Exercise aim:
Repeat the listing below word for word, from its first line through the line that contains "103 107 L 105".

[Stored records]

--- start ---

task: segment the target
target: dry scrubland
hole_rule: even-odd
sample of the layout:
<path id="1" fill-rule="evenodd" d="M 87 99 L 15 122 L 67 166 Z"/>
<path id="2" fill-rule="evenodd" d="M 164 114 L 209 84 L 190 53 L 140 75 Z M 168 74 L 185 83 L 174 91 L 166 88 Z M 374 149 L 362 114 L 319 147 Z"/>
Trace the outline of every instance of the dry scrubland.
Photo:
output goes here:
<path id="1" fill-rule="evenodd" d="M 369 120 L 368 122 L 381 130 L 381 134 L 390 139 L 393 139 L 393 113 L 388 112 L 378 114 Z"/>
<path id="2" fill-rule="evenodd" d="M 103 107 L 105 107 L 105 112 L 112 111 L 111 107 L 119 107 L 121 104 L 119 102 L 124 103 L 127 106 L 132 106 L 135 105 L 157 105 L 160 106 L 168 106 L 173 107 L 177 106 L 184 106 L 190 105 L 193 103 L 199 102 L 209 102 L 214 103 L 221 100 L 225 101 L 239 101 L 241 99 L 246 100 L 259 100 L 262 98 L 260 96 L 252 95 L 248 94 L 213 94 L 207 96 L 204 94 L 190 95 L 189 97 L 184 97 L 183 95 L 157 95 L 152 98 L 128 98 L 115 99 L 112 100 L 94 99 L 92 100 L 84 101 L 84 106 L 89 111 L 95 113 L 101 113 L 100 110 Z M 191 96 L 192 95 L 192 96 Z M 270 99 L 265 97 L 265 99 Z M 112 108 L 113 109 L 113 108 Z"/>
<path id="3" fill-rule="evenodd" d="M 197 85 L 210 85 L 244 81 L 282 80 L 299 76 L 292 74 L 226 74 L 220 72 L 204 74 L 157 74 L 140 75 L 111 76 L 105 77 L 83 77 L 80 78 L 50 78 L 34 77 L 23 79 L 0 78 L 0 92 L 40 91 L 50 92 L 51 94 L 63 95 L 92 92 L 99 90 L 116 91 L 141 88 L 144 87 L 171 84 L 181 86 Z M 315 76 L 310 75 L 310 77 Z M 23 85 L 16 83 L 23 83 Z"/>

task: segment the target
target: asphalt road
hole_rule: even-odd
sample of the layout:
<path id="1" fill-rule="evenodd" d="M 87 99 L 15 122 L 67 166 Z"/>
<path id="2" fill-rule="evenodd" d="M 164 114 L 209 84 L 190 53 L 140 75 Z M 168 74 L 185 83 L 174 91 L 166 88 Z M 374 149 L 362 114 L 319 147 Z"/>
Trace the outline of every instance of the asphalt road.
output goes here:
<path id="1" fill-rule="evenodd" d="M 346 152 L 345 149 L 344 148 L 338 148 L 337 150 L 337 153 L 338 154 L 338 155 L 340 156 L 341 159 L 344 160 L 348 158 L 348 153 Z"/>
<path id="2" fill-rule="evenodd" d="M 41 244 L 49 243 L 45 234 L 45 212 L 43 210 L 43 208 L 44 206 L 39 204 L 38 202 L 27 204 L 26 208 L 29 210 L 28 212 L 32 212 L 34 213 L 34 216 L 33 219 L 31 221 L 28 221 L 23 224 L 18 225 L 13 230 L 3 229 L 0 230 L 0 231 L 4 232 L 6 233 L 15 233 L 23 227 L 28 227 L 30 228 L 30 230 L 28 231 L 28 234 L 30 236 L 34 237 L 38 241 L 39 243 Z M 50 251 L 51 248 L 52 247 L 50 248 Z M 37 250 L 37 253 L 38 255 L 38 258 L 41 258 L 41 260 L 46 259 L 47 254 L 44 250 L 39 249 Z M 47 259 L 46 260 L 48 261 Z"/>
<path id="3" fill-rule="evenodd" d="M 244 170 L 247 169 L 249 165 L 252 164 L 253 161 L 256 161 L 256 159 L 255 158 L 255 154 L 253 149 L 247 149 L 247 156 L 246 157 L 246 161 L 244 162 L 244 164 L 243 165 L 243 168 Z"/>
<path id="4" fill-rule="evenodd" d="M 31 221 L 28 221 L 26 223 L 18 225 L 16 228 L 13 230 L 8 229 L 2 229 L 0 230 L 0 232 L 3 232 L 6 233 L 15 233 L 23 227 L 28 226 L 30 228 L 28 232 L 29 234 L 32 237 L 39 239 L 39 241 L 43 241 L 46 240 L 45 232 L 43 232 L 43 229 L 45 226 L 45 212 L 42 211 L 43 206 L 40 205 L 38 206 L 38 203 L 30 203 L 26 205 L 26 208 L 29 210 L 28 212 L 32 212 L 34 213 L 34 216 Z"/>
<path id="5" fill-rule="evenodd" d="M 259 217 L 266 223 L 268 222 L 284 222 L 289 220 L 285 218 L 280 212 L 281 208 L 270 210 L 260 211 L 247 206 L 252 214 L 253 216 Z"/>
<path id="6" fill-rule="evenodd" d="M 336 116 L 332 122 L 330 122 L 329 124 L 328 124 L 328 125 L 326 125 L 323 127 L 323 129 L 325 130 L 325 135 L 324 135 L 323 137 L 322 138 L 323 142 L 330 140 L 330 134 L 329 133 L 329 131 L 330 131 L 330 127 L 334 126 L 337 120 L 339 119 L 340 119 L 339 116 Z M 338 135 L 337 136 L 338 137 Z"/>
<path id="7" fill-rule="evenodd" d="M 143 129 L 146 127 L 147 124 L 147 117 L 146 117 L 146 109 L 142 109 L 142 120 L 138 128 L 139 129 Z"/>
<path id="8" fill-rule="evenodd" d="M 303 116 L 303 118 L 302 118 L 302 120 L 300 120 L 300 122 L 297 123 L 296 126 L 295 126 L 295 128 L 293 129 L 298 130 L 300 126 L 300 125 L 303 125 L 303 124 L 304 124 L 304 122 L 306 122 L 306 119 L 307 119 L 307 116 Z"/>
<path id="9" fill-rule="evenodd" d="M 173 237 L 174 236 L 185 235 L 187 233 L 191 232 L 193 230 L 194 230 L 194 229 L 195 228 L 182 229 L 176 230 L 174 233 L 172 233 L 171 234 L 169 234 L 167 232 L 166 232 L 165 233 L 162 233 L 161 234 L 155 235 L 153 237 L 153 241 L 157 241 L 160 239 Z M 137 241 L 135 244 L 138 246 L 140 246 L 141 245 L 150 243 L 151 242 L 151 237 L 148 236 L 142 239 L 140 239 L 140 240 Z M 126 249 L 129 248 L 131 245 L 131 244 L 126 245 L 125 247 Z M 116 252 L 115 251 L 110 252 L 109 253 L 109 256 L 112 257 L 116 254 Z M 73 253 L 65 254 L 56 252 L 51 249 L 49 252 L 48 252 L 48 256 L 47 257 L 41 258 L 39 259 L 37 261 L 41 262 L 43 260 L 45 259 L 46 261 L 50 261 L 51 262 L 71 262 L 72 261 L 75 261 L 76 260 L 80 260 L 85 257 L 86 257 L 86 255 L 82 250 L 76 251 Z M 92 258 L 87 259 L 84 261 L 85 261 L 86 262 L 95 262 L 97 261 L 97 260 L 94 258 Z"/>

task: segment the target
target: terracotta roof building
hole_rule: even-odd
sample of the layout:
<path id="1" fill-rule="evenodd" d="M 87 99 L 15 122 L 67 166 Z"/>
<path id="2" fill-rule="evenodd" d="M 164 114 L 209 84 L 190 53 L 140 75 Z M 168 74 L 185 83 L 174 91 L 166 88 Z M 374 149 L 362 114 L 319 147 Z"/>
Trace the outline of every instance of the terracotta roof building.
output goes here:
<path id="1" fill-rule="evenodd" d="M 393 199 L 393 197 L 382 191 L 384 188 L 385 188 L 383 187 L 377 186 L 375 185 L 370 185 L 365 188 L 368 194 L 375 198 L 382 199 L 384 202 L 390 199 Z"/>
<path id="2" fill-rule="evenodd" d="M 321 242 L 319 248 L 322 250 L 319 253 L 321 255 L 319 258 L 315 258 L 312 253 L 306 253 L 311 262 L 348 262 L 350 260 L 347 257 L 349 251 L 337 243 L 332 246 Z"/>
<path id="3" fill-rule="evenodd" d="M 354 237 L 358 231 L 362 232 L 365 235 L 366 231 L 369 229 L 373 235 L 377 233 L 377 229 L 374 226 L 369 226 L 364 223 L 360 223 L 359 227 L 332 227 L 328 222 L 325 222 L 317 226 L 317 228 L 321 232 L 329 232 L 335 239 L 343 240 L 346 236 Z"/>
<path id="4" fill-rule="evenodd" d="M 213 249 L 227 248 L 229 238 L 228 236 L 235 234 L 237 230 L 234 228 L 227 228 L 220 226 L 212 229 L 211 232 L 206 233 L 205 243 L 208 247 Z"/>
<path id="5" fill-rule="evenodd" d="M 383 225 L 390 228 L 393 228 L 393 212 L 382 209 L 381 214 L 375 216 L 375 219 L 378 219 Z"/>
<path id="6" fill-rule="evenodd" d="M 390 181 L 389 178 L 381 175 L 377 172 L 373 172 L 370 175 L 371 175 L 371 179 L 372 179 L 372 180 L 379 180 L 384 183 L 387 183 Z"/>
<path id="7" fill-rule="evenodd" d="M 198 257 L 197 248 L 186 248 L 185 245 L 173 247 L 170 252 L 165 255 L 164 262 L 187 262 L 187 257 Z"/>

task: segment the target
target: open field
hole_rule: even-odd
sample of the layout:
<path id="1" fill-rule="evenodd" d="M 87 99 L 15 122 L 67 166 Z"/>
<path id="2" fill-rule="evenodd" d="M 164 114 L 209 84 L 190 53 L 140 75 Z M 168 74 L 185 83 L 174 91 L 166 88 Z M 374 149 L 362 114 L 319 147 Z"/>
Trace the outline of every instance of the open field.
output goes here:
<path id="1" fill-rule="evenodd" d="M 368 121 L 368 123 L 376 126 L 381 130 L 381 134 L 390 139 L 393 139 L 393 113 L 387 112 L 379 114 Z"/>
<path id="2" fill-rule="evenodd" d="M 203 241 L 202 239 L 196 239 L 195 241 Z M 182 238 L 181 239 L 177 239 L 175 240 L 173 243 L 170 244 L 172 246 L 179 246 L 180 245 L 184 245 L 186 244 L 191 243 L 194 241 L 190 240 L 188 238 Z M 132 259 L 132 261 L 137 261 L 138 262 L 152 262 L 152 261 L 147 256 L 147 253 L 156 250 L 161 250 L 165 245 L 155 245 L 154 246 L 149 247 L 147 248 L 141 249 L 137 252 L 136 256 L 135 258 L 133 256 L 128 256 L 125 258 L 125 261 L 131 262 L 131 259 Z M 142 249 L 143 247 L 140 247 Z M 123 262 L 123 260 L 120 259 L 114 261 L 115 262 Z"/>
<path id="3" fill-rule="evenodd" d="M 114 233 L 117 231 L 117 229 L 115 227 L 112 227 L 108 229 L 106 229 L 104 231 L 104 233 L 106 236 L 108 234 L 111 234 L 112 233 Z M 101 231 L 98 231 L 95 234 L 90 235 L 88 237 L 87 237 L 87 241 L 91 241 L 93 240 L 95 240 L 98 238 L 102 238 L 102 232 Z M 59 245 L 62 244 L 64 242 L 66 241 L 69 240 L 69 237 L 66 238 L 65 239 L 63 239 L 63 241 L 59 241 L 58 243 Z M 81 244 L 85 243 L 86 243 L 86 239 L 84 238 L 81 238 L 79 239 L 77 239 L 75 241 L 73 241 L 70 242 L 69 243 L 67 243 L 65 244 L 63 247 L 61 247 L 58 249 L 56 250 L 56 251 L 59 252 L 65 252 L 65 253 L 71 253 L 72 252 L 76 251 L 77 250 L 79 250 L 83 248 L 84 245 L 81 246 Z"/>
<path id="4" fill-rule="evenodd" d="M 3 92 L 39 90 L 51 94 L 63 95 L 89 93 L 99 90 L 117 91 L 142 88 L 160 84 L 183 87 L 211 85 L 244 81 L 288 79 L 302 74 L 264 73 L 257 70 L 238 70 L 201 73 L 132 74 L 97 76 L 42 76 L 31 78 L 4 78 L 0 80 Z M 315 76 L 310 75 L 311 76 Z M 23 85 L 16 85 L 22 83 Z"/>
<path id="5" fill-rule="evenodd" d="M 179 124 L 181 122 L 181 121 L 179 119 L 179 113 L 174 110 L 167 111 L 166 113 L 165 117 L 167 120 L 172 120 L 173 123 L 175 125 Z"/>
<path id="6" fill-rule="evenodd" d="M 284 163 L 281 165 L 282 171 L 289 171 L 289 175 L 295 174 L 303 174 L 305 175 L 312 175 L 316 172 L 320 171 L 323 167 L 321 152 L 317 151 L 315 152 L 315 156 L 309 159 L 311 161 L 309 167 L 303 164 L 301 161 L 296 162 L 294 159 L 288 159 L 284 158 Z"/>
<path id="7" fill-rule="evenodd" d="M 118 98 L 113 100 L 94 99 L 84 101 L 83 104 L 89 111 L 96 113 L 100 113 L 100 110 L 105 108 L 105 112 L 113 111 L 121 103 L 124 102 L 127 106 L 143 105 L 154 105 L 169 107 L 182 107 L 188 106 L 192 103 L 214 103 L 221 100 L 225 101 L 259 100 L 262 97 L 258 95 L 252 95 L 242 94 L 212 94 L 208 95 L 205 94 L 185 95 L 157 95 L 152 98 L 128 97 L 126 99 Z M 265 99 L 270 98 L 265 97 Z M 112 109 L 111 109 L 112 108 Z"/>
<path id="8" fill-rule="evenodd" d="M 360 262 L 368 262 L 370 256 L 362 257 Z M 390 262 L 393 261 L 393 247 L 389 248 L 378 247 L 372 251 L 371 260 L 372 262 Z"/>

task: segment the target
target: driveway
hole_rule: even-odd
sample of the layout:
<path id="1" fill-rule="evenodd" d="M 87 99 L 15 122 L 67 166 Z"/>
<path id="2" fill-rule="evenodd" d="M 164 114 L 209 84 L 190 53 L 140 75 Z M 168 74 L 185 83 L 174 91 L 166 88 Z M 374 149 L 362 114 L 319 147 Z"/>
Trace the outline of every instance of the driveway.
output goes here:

--- end ---

Response to the task:
task: segment the target
target: dry scrubland
hole_rule: even-odd
sample of the layout:
<path id="1" fill-rule="evenodd" d="M 87 99 L 15 122 L 67 166 Z"/>
<path id="2" fill-rule="evenodd" d="M 164 114 L 209 84 L 190 53 L 140 75 Z M 168 74 L 185 83 L 174 91 L 166 88 Z M 374 149 L 362 114 L 319 147 Z"/>
Trace the outline of every instance of the dry scrubland.
Photo:
output goes here:
<path id="1" fill-rule="evenodd" d="M 369 120 L 368 122 L 381 130 L 381 134 L 390 139 L 393 139 L 393 113 L 388 112 L 378 114 Z"/>
<path id="2" fill-rule="evenodd" d="M 103 107 L 105 107 L 105 112 L 112 111 L 111 107 L 119 107 L 121 104 L 119 102 L 124 103 L 127 106 L 132 106 L 135 105 L 157 105 L 160 106 L 168 106 L 173 107 L 177 106 L 184 106 L 190 105 L 193 103 L 199 102 L 209 102 L 214 103 L 221 100 L 225 101 L 239 101 L 241 99 L 246 100 L 259 100 L 262 98 L 260 96 L 252 95 L 248 94 L 213 94 L 207 96 L 204 94 L 190 95 L 189 97 L 184 97 L 183 95 L 157 95 L 152 98 L 128 98 L 115 99 L 112 100 L 94 99 L 92 100 L 84 101 L 84 106 L 89 111 L 95 113 L 101 113 L 100 110 Z M 191 96 L 192 95 L 192 96 Z M 270 99 L 265 97 L 265 99 Z M 112 108 L 113 109 L 113 108 Z"/>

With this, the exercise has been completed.